Collected data entries:
* Start *

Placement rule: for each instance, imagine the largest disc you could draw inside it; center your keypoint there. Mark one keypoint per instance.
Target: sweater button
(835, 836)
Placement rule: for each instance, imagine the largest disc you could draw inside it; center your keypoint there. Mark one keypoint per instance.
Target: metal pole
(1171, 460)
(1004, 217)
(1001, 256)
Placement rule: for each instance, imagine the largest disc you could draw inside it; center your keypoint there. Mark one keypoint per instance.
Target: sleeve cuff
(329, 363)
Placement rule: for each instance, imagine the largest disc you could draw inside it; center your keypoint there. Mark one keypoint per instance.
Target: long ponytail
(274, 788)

* End *
* Start *

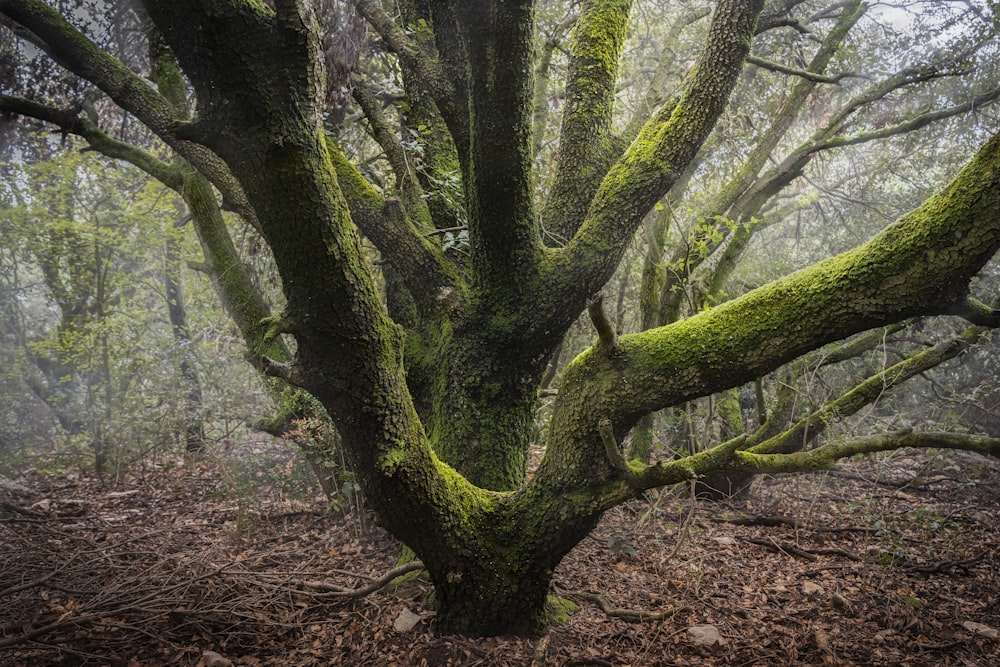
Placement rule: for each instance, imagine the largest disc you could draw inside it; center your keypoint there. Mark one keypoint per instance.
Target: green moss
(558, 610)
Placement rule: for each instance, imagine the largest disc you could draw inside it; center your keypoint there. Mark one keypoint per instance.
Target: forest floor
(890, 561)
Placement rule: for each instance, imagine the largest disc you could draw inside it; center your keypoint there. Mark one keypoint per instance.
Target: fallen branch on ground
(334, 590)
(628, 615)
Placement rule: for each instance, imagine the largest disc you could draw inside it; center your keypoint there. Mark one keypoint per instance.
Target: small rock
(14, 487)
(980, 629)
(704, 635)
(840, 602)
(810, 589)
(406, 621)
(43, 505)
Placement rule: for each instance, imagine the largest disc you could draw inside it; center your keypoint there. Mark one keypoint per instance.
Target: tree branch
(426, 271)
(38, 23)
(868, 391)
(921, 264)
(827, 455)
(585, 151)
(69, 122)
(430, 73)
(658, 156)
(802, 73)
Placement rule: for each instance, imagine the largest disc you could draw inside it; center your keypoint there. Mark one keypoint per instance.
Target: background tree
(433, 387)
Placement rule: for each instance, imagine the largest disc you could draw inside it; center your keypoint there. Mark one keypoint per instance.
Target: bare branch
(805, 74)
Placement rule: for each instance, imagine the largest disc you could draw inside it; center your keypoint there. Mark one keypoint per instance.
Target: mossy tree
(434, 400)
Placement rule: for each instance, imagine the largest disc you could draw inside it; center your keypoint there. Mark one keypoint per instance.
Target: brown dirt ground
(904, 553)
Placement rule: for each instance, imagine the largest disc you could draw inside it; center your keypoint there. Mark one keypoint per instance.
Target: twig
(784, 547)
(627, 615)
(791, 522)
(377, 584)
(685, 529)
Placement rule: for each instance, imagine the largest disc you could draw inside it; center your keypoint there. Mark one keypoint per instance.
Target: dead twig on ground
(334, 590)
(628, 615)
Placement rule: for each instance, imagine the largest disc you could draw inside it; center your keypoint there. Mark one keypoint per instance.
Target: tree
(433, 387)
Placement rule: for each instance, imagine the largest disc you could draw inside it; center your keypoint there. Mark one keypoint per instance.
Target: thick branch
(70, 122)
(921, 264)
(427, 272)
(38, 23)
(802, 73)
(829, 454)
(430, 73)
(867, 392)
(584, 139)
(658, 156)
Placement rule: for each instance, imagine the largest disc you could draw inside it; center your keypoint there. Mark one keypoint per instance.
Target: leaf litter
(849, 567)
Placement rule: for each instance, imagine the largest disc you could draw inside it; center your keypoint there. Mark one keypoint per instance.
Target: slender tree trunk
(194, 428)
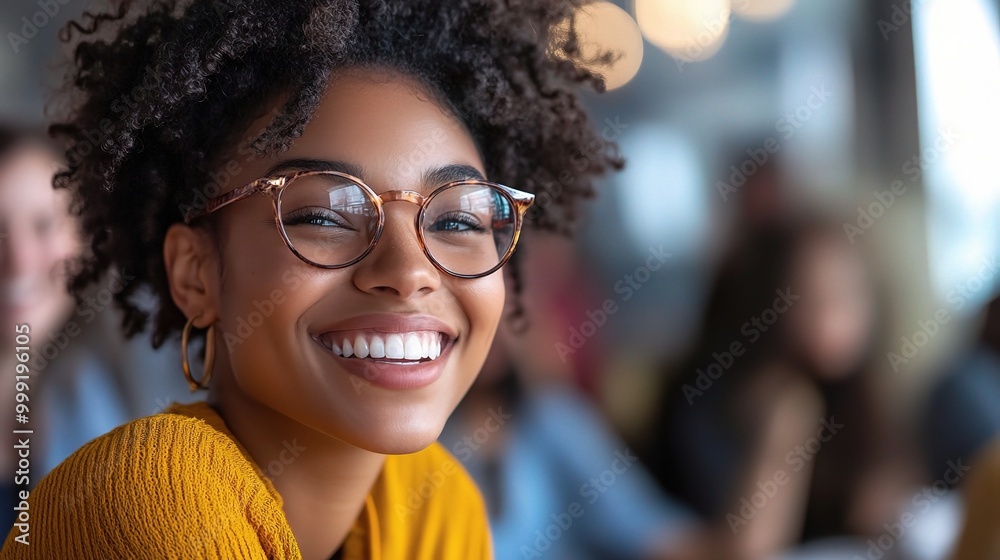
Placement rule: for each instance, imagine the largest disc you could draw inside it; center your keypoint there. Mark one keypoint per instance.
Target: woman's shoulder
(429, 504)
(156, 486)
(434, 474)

* End *

• **Task brief**:
List every line of the material that contains the word "branch".

• **Response for this exercise**:
Target: fallen branch on ground
Target: tree branch
Target: bare branch
Target: thick branch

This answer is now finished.